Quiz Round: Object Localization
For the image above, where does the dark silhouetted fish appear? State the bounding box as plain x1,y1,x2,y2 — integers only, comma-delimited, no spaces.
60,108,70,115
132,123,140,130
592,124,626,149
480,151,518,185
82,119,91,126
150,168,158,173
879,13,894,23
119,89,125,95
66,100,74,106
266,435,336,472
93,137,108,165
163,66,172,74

• • • • •

» Description of the task
All of the data above should be reproduced exactly, with nothing left out.

» Answer box
Quiz Round: Object Localization
For the image above, where does the dark silhouetted fish appear? State the bounding box as plain x1,y1,x2,y2 — integers only, comma-delimited, no spaces.
60,108,70,115
132,123,140,130
592,124,626,149
480,151,518,185
82,119,91,126
150,168,158,173
879,13,894,23
119,89,125,95
66,100,74,106
266,435,336,472
93,137,108,165
163,66,172,74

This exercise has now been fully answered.